QUOTED TEXT -

========

Editor’s Note: This is one of the Top 15 2020 CBE Writing Contest winners. Enjoy!

I was introduced to the conflict of Paul’s letters during premarital counseling. “Wives, submit to your husband” (Eph. 5:22, Col. 3:18), I was told. “Your husband should lead you in the right direction and protect your spiritual growth.” The burden placed on my husband’s shoulders was emphasized repeatedly, as was my role as cheerleader. “You were designed to be his helper.” While my husband and I were put off by these verses and their application, we soon brushed them off as minor qualms and moved on to more important things like flowers and vows.

========

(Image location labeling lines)
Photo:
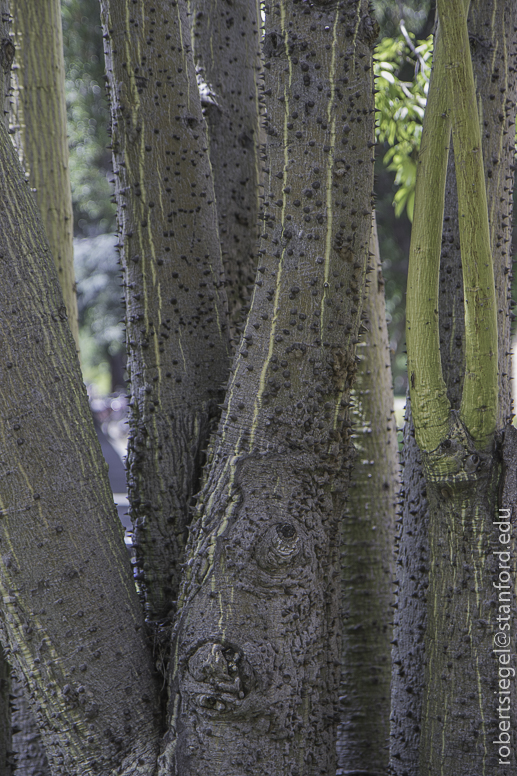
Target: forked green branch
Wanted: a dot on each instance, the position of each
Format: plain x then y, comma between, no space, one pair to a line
452,93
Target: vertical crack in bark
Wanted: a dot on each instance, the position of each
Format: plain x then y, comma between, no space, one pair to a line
70,613
177,329
39,102
262,577
226,47
367,544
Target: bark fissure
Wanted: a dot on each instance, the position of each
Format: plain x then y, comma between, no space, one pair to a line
71,619
176,312
256,648
39,101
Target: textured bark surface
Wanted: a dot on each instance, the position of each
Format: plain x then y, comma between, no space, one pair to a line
368,557
6,760
71,618
28,753
256,648
39,101
409,624
226,44
177,332
492,41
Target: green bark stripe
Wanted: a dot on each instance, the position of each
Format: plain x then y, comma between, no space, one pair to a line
39,101
63,560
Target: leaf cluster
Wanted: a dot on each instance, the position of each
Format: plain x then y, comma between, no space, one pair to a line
400,110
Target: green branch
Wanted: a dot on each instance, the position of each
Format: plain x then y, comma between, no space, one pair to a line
480,392
429,402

========

DIRECTIVES -
1. Using the essay about Paul's letters, say whether each statement agrees with it: (a) The writer first met the conflict of Paul's letters during premarital counseling. (b) The couple dwelt on the verses at length before moving on. (c) The essay is one of the Top 10 winners of the 2020 CBE Writing Contest. Give yes or no for each, and quote the deciding words.
2. Carry the essay about Paul's letters forward from its final sentence.

WRITTEN RESPONSES -
1.
(a) Yes: "I was introduced to the conflict of Paul’s letters during premarital counseling."
(b) No: "we soon brushed them off as minor qualms and moved on to more important things like flowers and vows."
(c) No: "This is one of the Top 15 2020 CBE Writing Contest winners."

2.
As we continued to participate in studies, however, it became evident that our church relied on these gendered roles. The man led the household and, since the church was a family of families, men led the Church. Scripture was thrown at every challenge, reminding women, “the woman was deceived first and became a sinner” (1 Tim. 2:14) and “I do not permit a woman to speak” (1 Tim. 2:12). The weight of these verses pulled at my husband and me. At first, we played along in the hope that we would eventually understand. As time passed, we became more and more fed up with the answers we were given to questions like “is there a biblical definition of masculinity” and “what makes women incapable of guarding their own spiritual wellbeing,” so we set to work trying to prove the opposition wrong. Our faith was fraying at the edges as we were told that God designed women to be “different” (and, consequently, without agency) while our hearts promised a loving creator. We found our church at odds with our experiential reality, and we were determined to find the God who loved their children and not just their sons.

What followed was a struggle akin to the Kübler-Ross stages of grief, as we searched to find hope in this daunting dogma.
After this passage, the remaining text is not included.